# Your task
Please rewrite the material below, putting "Object" wherever "Target" appears and leaving everything else unchanged.

* start Records shown *

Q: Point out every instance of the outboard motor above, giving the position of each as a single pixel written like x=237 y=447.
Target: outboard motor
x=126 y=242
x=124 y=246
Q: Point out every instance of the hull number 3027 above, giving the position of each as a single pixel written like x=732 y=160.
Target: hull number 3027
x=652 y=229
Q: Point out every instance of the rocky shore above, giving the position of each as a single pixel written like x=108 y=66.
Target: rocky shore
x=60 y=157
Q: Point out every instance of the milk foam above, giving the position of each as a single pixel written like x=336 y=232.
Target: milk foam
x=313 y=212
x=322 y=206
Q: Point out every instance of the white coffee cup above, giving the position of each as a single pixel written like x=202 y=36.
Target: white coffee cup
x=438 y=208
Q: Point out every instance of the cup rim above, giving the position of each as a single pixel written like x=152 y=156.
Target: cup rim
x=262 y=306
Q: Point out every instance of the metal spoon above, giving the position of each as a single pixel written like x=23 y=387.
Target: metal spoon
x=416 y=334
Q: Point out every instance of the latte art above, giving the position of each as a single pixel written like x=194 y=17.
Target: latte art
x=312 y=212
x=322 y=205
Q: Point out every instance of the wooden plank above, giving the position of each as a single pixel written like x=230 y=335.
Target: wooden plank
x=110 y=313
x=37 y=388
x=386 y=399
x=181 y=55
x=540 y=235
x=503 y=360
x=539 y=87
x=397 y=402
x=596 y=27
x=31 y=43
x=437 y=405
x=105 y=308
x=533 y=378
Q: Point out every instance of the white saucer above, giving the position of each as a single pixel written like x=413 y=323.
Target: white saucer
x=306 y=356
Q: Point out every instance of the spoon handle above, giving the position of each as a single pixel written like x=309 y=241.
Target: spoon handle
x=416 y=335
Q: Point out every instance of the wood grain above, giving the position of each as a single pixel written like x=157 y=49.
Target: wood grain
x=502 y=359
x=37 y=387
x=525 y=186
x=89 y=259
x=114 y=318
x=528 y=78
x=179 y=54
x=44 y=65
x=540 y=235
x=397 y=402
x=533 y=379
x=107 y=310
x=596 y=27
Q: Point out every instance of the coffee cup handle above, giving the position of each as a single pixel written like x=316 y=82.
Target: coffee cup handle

* end Records shown *

# Correct answer
Q: Point out every instance of the outboard motor above, giving the position of each as a single pixel written like x=237 y=447.
Object: outboard motor
x=126 y=242
x=124 y=246
Q: Point out every instance of the hull number 3027 above, giving the position of each as a single pixel written like x=732 y=160.
Object: hull number 3027
x=652 y=229
Q: Point out every instance of the rocky shore above, giving the position of each as a single pixel written like x=108 y=66.
Object: rocky shore
x=60 y=157
Q: Point out every instance of the milk foam above, giving the position of each as a single pixel written like x=336 y=232.
Object: milk foam
x=313 y=212
x=322 y=206
Q: Point out every instance of the white coffee cup above, giving the position of each as a single pixel written like x=202 y=36.
Object: white coffee cup
x=438 y=208
Q: Point out every instance of the cup rim above, giving the position of each as a single pixel written like x=152 y=156.
Object: cup rim
x=262 y=306
Q: Point out every instance of the metal spoon above, giving the position of each as a single pixel written like x=23 y=387.
Object: metal spoon
x=416 y=334
Q: Point out every instance of the latte art above, giving the position of each as a single pixel written like x=194 y=17.
Object: latte art
x=312 y=212
x=322 y=205
Q: Point out every instance of the wooden plank above, giving the position of each as a single pixel written like x=230 y=335.
Object: wooden plank
x=110 y=313
x=37 y=388
x=386 y=399
x=181 y=55
x=540 y=235
x=503 y=360
x=539 y=87
x=397 y=402
x=596 y=27
x=31 y=43
x=437 y=405
x=105 y=308
x=533 y=378
Q: Point out every instance of the white saucer above, giving the position of each as a single pixel written like x=413 y=323.
Object: white saucer
x=306 y=356
Q: Point out every instance of the spoon handle above, giving the position of each as a single pixel written like x=309 y=241.
Object: spoon handle
x=416 y=335
Q: Point out every instance of the wood grain above, giving the position of each as a single pixel written like x=157 y=49.
Object: wood grain
x=502 y=359
x=37 y=387
x=525 y=186
x=89 y=259
x=114 y=318
x=528 y=78
x=179 y=54
x=44 y=65
x=540 y=235
x=397 y=402
x=533 y=379
x=107 y=310
x=596 y=27
Q: Point out every instance of the coffee cup handle above, giving the position of each as a single pixel written like x=316 y=82.
Object: coffee cup handle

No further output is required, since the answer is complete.